DOCUMENT EXCERPT:
━━━━━━━━━━━━━━━━━━━━━━━━━━━━━━

MinneWebCon was full of amazing talks and inspiring discussion on various web topics. Here are my notes from the day:
The Intention Economy
Doc Searls
Jason Sack
Zach Johnson
Santiago Fernandez-Gimenez & Julia Schrenkler
Bruce Schneier
Southerton, Bungum, Kupritz
The Intention Economy
Doc Searls
- "I'm a born procrastinator."
- Check out Mona Shaw, Comcast customer who trashes office because of poor customer service.
- Wife asked long ago, "Why can't my shopping cart move from one site to another?" This continues to be a problem more than 10 years later.
- Ridiculous terms of service never change and are never read.
- Loyalty cards fill your wallet and keychain. Everyone has them. Why should you have to be a member?
- Trader Joe's - no coupons, no loyalty cards, but good food. Good experience.
- Managing coupons and loyalty programs is a lot of overhead.
- "Your own personal barcode."
- These aren't relationships. They're data in someone else's database.
- Help the customer. Guide them to the products they want efficiently.
- Stay anonymous. Log in with phone number. No name. No address.
- Facebook is AOL 2.0. It's temporary. It's an experiment.
Jason Sack
- Jason was inspired by Doc Searls' talk this morning.
- Wants to talk about the big picture today.
- Experience design is an emerging discipline that's hard to define.
- Look to medieval cathedrals as an example of participatory design and "experience design".
- Immersion, illusion, exclusivity, educational, inspirational, interaction
- Hybrid Design Experience - zipcar, Kiva, One Laptop Per Child
- Interaction drives community experience.
- Think globally, act locally.
- Challenge old ways of thinking.
Zach Johnson
- Web UIs aren't standard and don't meet user expectations.
- Need to standardize functionality.
- Display of error messages is inconsistent.
- Inconsistent UI is hard for users to figure out.
- Accessibility: must have labels (tags). "What am I signing up for?"
- It's too expensive to compete without standards.
- Developers need guidance on best practices.
- Always provide permalinks to content.
Santiago Fernandez-Gimenez & Julia Schrenkler
- Workshop on usability and user experience.
- Audience shares what works for them.
- PR people know components of relationships - mutual understanding, trust, committment.

━━━━━━━━━━━━━━━━━━━━━━━━━━━━━━

(Extracted records)
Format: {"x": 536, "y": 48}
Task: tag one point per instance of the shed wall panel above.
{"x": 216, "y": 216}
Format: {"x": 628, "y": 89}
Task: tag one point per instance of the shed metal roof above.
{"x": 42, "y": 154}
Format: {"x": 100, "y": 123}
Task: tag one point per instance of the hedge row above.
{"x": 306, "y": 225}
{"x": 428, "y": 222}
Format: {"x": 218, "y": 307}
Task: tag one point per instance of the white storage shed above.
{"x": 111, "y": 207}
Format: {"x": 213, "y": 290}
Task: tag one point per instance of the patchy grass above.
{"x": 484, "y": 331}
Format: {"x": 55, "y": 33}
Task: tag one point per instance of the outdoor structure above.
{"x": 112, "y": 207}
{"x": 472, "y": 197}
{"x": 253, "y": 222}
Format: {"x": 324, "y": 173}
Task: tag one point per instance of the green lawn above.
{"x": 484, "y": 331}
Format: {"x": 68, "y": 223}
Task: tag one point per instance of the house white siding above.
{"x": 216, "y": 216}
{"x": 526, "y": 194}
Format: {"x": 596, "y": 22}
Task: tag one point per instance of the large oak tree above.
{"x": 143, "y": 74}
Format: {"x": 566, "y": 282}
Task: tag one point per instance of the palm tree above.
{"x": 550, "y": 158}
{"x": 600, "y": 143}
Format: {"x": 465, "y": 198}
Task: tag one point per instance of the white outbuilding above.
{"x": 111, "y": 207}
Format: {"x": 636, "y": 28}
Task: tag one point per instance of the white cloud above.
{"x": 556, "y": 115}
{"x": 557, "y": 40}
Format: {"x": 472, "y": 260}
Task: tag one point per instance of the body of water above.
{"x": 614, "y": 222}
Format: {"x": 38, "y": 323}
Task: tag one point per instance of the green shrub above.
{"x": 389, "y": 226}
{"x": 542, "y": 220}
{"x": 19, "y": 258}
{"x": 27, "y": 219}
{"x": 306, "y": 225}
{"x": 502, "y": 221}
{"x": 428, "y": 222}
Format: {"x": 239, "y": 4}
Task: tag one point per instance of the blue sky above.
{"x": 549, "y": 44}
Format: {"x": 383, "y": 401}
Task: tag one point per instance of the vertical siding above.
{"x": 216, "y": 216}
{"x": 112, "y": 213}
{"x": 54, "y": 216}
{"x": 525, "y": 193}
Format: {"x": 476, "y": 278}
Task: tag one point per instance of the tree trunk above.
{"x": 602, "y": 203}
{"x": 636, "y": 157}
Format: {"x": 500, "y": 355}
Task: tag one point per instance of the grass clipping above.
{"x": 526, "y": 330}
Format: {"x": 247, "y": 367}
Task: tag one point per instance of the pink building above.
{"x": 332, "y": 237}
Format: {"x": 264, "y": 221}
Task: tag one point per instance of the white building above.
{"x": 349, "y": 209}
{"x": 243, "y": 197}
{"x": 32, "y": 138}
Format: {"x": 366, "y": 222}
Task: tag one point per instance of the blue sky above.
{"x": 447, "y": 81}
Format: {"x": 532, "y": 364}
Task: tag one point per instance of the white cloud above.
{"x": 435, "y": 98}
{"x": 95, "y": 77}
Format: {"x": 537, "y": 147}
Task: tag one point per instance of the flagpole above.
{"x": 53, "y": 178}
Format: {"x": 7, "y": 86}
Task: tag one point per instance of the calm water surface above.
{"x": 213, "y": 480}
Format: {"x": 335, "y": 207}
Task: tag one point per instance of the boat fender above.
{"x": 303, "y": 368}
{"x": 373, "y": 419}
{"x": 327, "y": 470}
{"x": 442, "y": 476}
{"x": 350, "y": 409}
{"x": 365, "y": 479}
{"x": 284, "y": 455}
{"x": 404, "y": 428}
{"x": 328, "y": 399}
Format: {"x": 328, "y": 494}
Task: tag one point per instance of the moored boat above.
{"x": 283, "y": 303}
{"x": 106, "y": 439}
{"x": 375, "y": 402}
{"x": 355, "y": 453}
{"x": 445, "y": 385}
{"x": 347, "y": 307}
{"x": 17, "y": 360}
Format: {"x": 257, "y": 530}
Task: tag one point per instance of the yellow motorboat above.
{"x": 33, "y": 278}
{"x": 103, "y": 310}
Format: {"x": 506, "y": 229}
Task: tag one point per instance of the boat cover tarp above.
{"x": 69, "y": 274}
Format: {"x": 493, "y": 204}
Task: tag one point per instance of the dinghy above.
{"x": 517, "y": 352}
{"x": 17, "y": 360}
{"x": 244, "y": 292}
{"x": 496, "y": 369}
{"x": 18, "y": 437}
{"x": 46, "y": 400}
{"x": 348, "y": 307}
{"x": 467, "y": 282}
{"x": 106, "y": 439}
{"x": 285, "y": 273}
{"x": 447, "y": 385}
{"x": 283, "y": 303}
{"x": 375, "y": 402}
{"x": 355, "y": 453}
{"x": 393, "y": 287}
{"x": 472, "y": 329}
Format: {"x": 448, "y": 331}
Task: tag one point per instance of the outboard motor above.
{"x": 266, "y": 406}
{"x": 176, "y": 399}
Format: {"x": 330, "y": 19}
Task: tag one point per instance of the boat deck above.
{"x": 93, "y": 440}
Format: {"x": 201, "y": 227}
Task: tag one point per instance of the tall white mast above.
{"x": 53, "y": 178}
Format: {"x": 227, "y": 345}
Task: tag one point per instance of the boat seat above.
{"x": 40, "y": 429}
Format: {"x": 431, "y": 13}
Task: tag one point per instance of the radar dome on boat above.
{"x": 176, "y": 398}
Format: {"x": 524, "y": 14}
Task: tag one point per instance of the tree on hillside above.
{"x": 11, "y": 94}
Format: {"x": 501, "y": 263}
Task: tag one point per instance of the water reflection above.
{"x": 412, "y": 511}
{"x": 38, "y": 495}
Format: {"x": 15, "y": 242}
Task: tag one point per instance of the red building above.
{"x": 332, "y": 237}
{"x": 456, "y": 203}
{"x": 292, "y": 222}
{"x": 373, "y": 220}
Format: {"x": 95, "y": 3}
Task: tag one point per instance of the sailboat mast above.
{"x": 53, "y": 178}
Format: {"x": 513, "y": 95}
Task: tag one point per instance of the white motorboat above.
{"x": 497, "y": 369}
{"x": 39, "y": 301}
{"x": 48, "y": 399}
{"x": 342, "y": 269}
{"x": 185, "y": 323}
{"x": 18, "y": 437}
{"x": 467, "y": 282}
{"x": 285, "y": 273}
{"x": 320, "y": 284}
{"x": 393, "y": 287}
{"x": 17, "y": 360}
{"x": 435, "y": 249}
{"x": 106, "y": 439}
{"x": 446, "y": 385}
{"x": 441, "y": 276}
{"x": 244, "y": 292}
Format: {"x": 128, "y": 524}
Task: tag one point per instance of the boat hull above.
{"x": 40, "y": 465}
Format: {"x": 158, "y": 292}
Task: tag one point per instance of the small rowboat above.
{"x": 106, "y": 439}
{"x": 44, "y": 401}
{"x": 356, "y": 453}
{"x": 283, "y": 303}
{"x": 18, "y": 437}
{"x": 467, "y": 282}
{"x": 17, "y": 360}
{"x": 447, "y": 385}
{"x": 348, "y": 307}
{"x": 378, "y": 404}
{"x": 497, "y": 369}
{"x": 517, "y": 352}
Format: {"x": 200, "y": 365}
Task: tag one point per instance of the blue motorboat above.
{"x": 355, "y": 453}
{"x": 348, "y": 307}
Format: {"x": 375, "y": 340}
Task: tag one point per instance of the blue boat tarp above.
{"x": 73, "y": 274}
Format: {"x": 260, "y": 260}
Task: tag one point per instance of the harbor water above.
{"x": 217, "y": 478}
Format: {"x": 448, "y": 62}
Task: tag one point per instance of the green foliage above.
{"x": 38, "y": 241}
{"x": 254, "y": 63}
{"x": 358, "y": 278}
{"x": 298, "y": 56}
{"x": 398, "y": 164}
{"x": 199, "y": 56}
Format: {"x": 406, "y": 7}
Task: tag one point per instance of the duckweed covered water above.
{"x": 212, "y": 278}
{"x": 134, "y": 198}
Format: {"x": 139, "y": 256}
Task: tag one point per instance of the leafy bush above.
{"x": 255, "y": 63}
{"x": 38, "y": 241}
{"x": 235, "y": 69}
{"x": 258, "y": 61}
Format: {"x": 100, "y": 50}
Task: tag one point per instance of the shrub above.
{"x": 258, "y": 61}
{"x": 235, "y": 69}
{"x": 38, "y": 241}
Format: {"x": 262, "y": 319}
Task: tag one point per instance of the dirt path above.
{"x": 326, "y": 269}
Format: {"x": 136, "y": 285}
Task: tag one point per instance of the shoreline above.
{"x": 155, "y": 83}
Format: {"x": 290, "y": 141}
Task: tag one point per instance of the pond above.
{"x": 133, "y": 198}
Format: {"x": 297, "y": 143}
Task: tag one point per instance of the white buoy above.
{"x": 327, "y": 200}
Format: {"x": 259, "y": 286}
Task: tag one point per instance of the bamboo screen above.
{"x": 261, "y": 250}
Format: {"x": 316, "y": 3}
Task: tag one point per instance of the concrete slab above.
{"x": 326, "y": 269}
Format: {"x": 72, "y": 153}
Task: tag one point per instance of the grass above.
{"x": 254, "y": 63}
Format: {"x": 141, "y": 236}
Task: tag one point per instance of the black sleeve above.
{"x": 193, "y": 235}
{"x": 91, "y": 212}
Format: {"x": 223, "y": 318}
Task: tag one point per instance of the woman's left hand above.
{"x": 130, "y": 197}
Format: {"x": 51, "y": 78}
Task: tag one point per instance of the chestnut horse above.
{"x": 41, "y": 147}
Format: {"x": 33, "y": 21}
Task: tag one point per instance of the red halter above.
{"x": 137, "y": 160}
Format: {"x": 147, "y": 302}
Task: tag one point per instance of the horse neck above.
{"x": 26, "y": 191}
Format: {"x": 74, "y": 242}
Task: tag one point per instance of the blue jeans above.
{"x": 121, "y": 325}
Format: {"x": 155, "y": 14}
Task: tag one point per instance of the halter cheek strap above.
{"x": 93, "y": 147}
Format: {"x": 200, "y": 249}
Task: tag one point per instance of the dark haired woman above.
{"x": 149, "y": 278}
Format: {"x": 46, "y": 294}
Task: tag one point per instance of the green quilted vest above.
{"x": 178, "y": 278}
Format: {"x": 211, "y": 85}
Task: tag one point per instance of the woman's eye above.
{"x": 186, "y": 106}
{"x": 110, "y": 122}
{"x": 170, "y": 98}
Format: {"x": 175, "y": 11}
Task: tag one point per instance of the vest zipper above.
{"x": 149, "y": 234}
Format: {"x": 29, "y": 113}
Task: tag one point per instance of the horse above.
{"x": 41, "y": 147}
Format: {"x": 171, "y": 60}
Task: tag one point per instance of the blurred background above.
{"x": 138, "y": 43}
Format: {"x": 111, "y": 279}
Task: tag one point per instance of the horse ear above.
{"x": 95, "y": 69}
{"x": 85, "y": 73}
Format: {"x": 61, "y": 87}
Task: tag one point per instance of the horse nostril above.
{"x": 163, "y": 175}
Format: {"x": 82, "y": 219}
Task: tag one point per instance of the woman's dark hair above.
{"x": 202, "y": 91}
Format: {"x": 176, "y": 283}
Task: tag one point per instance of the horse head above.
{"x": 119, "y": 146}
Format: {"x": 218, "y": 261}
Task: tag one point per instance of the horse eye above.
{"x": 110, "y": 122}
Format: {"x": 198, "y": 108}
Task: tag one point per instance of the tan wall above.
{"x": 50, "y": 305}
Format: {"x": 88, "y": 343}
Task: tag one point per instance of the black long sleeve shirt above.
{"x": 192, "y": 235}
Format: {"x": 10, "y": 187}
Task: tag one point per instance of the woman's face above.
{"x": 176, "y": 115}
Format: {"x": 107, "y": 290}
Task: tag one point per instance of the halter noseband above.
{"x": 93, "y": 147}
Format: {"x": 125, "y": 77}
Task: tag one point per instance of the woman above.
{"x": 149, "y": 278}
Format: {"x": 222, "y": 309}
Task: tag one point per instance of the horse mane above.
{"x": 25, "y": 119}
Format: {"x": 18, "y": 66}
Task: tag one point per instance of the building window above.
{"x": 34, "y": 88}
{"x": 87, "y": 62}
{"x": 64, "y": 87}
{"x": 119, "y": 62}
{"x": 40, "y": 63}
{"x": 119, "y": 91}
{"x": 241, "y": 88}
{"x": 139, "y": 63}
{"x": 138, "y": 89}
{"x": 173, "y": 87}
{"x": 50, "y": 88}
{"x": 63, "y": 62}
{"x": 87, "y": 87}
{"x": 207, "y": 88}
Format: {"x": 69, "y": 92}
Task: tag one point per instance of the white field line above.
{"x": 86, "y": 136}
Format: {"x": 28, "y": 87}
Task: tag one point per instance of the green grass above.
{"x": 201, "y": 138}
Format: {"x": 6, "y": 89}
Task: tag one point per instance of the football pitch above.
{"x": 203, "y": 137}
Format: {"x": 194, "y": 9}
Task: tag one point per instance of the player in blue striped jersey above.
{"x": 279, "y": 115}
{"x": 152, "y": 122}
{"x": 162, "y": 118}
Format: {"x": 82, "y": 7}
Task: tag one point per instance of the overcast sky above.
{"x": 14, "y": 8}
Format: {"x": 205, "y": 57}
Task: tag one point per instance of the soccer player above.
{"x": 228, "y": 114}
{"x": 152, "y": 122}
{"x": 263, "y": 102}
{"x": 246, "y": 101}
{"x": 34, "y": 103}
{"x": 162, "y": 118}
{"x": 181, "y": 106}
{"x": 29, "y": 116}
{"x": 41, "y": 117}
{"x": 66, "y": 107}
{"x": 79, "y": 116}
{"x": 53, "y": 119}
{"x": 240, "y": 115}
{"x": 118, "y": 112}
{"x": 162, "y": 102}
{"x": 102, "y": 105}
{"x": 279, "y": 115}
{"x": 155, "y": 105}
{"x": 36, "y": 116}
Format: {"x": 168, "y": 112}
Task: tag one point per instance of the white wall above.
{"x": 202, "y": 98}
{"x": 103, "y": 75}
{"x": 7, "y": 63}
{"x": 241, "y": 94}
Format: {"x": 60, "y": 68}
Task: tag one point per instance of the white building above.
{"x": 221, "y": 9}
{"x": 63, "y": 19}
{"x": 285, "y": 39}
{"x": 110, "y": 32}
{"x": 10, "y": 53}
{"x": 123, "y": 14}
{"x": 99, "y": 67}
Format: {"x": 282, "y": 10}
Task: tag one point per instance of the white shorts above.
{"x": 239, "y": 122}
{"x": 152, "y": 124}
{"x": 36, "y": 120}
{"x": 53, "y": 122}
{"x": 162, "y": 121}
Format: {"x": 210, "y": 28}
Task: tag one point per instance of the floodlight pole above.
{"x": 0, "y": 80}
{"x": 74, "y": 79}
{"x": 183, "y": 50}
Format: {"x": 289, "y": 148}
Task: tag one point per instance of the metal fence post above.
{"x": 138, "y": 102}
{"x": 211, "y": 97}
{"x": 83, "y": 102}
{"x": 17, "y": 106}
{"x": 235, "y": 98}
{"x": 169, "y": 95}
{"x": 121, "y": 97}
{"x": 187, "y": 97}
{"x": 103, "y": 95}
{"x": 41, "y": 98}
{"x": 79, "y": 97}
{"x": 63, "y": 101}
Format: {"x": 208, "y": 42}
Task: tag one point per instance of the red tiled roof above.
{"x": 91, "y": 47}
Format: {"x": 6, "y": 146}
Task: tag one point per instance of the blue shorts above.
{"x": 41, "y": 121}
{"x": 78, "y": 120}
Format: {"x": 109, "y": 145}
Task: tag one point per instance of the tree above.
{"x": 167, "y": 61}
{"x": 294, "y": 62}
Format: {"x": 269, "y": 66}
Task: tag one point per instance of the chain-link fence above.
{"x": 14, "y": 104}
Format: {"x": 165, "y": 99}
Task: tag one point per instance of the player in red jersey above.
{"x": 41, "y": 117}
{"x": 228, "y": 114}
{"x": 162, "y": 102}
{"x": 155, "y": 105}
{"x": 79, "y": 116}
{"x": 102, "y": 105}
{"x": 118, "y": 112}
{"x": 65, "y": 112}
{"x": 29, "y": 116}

━━━━━━━━━━━━━━━━━━━━━━━━━━━━━━

EXERCISE SET:
[a] Summarize the MinneWebCon notes in two sentences.
[b] Based on the MinneWebCon notes, decide whether each statement is correct, answering yes or no and quoting the words that settle it: (i) Doc Searls calls himself a procrastinator. (ii) Trader Joe's offers loyalty cards. (iii) Zach Johnson said web interfaces are standard and meet user expectations.
[c] Continue the MinneWebCon notes from the point where they end.
These entries were taken from a separate source and are unrelated to the MinneWebCon notes.

RESULTS FOR THE EXERCISE:
[a] The notes record talks from MinneWebCon, starting with Doc Searls on the intention economy, where he criticized loyalty cards, coupons and unread terms of service and argued for helping customers and letting them stay anonymous. Jason Sack then presented experience design as an emerging discipline, Zach Johnson called for standard web interfaces and best-practice guidance for developers, and Santiago Fernandez-Gimenez and Julia Schrenkler ran a workshop on usability and user experience.

[b]
(i) Yes: "I'm a born procrastinator."
(ii) No: "Trader Joe's - no coupons, no loyalty cards, but good food."
(iii) No: "Web UIs aren't standard and don't meet user expectations."

[c]
- Get stakeholders to be part of the UX process, watching and observing.
- Find an employee who's unfamiliar for easy, quick testing.
- When stakeholders see problems, solutions often pop into their heads immediately.
- Let participants write notes on screenshots of the system they evaluated.
- Better to hear complaints than to hear silence. Silence means they don't care.
- Use card sorting for site organization. The user might know a better term for something.
- Repeat testers get more opinionated as they are more familiar with the testing process.
- Try being a user so you learn what it's like. Will make you a better moderator.
- Give goals instead of tasks.
- "Yahoo's number one search term is Google."
Bruce Schneier
- English town blocked Google's streetview van for privacy concerns.
- Greatest threat to privac is that there is no greatest threat.
- Threat is combination of sources of information.
- Easypass transaction records show up in court.
- Twitter vs Phone - records have value.
Southerton, Bungum, Kupritz
- How can we help users make good choices?
- If you don't understand the target, you will always splash.
- Always ask why they're making the design effort.
- Users are people. "I like to call them people. I know it's shocking."
- It's cheaper to find problems before the solution is made.
- Your competitors learn from your mistakes.
- 80% of maintenance is spent on unmet user needs.
- Common to usability test vendor choices before purchasing a package.
- Who uses your site?
- People don't complain that content is too easy to read.
- Don't assume. It'll get you into trouble.
- Make good business decisions.
- Follow standards.
- Don't let egos get in the way.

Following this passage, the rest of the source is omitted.